## Action item
Please output the following records exactly. Leave every image out.

## Source data
══════════
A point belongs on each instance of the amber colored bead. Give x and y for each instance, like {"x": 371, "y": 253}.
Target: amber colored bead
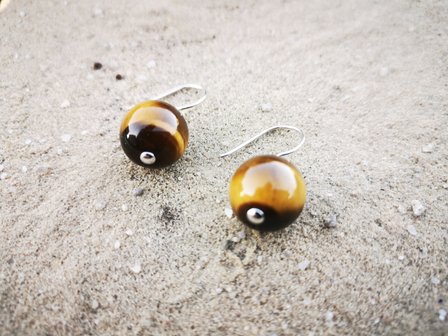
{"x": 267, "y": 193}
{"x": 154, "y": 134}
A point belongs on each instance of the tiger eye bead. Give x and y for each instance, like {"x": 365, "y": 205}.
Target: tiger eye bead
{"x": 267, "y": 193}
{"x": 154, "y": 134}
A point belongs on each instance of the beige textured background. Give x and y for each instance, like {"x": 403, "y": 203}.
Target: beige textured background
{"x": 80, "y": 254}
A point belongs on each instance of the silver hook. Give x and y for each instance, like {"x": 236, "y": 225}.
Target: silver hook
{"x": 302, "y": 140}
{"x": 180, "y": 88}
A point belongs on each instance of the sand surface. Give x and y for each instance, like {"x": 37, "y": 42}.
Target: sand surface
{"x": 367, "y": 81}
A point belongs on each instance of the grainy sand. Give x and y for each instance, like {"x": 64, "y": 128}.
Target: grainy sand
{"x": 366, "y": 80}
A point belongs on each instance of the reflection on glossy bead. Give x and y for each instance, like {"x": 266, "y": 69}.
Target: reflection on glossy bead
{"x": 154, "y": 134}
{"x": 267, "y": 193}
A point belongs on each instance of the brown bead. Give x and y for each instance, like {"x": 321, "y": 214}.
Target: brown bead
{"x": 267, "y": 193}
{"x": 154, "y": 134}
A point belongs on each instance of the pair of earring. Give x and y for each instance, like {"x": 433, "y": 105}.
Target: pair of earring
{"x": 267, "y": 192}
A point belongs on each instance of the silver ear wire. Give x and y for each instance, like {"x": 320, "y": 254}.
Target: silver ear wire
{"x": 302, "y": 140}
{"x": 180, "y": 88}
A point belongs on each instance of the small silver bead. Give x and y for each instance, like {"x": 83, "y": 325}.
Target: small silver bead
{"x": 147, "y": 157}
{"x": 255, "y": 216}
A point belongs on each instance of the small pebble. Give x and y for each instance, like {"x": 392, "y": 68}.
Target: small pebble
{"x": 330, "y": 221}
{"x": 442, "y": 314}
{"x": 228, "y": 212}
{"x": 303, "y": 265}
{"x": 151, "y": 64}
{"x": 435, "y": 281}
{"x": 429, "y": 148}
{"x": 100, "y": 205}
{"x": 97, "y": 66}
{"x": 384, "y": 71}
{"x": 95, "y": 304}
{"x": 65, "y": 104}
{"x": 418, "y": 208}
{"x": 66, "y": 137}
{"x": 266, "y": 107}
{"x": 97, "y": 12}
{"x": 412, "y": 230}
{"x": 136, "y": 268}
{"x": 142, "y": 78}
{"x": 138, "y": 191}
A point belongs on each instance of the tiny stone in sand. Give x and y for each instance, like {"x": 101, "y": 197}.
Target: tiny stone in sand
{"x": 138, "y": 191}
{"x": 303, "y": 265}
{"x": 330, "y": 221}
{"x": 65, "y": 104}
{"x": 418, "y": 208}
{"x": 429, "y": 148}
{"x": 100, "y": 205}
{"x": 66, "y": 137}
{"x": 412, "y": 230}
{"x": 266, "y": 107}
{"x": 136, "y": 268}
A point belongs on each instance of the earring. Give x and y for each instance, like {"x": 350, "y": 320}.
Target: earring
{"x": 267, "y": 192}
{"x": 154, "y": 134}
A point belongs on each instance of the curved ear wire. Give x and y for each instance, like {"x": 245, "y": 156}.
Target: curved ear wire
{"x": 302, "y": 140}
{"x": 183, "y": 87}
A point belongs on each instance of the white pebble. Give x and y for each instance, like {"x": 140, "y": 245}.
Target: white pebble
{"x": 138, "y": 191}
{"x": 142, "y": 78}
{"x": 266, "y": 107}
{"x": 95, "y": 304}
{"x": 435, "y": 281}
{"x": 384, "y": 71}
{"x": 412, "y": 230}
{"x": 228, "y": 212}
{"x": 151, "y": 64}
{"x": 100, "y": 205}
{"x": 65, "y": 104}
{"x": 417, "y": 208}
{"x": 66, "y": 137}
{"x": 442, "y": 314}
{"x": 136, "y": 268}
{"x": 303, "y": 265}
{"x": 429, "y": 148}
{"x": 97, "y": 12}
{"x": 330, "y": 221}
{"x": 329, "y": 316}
══════════
## Answer for this exercise
A point belongs on each instance of the amber colored bead. Give x and y for each instance, like {"x": 371, "y": 253}.
Target: amber colored bead
{"x": 267, "y": 193}
{"x": 154, "y": 134}
A point belongs on each instance of the tiger eye bead. Give x and y for each instance, like {"x": 365, "y": 205}.
Target: tiger eye bead
{"x": 267, "y": 193}
{"x": 154, "y": 134}
A point belongs on each instance of the beige textured background. Give x and y for each instance, like {"x": 403, "y": 203}.
Target: beige textured background
{"x": 80, "y": 254}
A point belongs on each instance of the silver hook. Give x and y for each instance, like {"x": 236, "y": 225}.
Target: silver hook
{"x": 302, "y": 140}
{"x": 180, "y": 88}
A point belongs on each instance of the sand surface. Give x and y for each instance, like {"x": 37, "y": 42}.
Target: sand surface
{"x": 367, "y": 81}
A point belongs on each instance of the grainy sand. Give x and y for each instance, like {"x": 64, "y": 128}.
Target: grainy sand
{"x": 366, "y": 80}
A point belongs on each instance of the reflection on glossy bead. Give x and y for each instance, like {"x": 266, "y": 69}.
Target: reflection on glossy bead
{"x": 154, "y": 134}
{"x": 267, "y": 193}
A point belongs on each instance of the brown bead. Give x and y for each instance, like {"x": 321, "y": 214}.
Target: brown bead
{"x": 267, "y": 193}
{"x": 154, "y": 134}
A point belongs on each instance of the pair of earring. Give x and y for each instance, like {"x": 433, "y": 105}.
Target: pair of earring
{"x": 267, "y": 192}
A point belongs on each instance of the silver ear wire. Give x and y for each instance, like {"x": 320, "y": 254}.
Target: silver ear wire
{"x": 302, "y": 140}
{"x": 180, "y": 88}
A point belongs on each instance of the small silver bead. Give x and y for each instance, like {"x": 83, "y": 325}.
Target: small silver bead
{"x": 147, "y": 157}
{"x": 255, "y": 216}
A point belongs on each instance of the small pebble. Give x and y for each instance, like {"x": 392, "y": 68}.
Target: small pebble
{"x": 330, "y": 221}
{"x": 442, "y": 314}
{"x": 228, "y": 212}
{"x": 303, "y": 265}
{"x": 151, "y": 64}
{"x": 435, "y": 281}
{"x": 429, "y": 148}
{"x": 100, "y": 205}
{"x": 97, "y": 66}
{"x": 384, "y": 71}
{"x": 95, "y": 304}
{"x": 65, "y": 104}
{"x": 418, "y": 208}
{"x": 66, "y": 137}
{"x": 266, "y": 107}
{"x": 97, "y": 12}
{"x": 412, "y": 230}
{"x": 136, "y": 268}
{"x": 142, "y": 78}
{"x": 138, "y": 191}
A point belongs on each instance of the tiny stone in sand. Give x and y for each instance, like {"x": 101, "y": 197}.
Target: tiny stone in sand
{"x": 138, "y": 191}
{"x": 303, "y": 265}
{"x": 330, "y": 221}
{"x": 65, "y": 104}
{"x": 418, "y": 208}
{"x": 429, "y": 148}
{"x": 100, "y": 205}
{"x": 66, "y": 137}
{"x": 412, "y": 230}
{"x": 266, "y": 107}
{"x": 136, "y": 268}
A point belongs on each instance of the earring. Give x and y for each instance, like {"x": 350, "y": 320}.
Target: earring
{"x": 267, "y": 192}
{"x": 154, "y": 134}
A point belongs on each instance of the curved ear wire. Give x and y for each instance, like {"x": 245, "y": 156}.
Target: curved ear wire
{"x": 302, "y": 140}
{"x": 183, "y": 87}
A point belongs on each instance of the white pebble. Give x and y for each instance, like {"x": 140, "y": 245}.
Target: white pebble
{"x": 138, "y": 191}
{"x": 142, "y": 78}
{"x": 266, "y": 107}
{"x": 95, "y": 304}
{"x": 435, "y": 281}
{"x": 384, "y": 71}
{"x": 412, "y": 230}
{"x": 228, "y": 212}
{"x": 151, "y": 64}
{"x": 100, "y": 205}
{"x": 65, "y": 104}
{"x": 417, "y": 208}
{"x": 66, "y": 137}
{"x": 442, "y": 314}
{"x": 136, "y": 268}
{"x": 303, "y": 265}
{"x": 429, "y": 148}
{"x": 97, "y": 12}
{"x": 330, "y": 221}
{"x": 329, "y": 316}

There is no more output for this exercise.